THE EXERCISE: Show every line from the items below that contains the word "grass". Case counts.
--- START OF DATA TO PROCESS ---
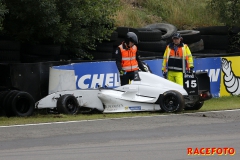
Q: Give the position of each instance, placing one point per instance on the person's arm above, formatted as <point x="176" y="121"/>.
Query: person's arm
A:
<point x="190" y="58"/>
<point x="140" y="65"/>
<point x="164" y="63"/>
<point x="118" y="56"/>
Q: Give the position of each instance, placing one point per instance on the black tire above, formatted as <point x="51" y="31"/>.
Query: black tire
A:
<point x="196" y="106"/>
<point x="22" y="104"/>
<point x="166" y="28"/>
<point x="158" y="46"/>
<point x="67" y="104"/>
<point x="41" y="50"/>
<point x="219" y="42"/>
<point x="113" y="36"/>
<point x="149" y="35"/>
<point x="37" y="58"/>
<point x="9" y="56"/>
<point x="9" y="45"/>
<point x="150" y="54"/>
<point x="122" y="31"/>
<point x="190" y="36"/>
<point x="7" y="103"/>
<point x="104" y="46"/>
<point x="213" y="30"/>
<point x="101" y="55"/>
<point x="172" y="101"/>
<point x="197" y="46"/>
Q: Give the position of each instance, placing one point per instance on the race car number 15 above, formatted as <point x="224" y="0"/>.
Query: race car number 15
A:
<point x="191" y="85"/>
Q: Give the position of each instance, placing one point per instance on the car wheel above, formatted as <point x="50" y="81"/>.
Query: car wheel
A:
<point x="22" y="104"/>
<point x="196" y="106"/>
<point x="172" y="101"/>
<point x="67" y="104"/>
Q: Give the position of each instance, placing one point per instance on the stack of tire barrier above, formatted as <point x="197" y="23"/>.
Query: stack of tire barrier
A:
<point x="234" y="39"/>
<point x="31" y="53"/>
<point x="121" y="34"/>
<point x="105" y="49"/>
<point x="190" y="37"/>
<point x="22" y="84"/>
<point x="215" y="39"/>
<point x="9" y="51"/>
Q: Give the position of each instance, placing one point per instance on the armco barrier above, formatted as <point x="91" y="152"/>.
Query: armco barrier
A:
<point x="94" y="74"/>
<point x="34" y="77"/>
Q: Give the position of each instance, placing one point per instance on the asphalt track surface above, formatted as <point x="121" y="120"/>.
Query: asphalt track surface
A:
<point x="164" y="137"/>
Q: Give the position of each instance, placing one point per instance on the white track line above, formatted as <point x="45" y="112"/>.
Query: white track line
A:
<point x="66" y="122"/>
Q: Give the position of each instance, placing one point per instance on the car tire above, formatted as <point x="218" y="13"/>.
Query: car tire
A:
--- END OF DATA TO PROCESS ---
--- START OF DATA TO PROCESS ---
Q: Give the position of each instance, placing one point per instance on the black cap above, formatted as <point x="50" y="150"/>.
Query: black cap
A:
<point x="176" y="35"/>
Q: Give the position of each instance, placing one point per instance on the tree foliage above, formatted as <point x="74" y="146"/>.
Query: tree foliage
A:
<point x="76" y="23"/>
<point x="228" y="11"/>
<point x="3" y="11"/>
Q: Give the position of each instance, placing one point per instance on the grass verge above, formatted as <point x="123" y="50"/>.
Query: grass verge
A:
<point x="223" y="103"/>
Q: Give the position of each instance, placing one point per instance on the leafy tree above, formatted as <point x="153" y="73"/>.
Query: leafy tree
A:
--- END OF DATA TO PROCESS ---
--- START OF DATA TO PROCESS ---
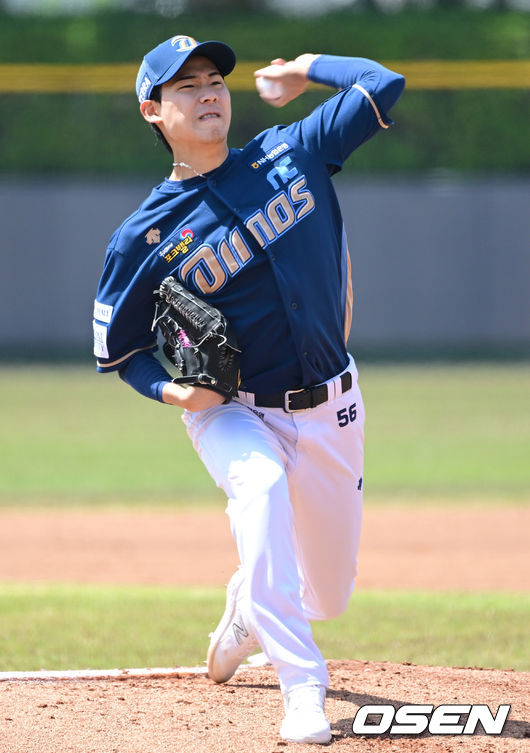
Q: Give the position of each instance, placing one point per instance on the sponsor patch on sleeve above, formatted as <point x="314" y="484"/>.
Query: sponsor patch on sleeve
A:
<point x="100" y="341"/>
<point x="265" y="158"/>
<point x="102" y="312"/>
--- END OF DATA TO PROCESS ---
SOLUTION FOR THIS TASK:
Q: Give the position of each instance, placing one point per instance on the grass verge above, formatted as <point x="123" y="50"/>.
Query: grass verge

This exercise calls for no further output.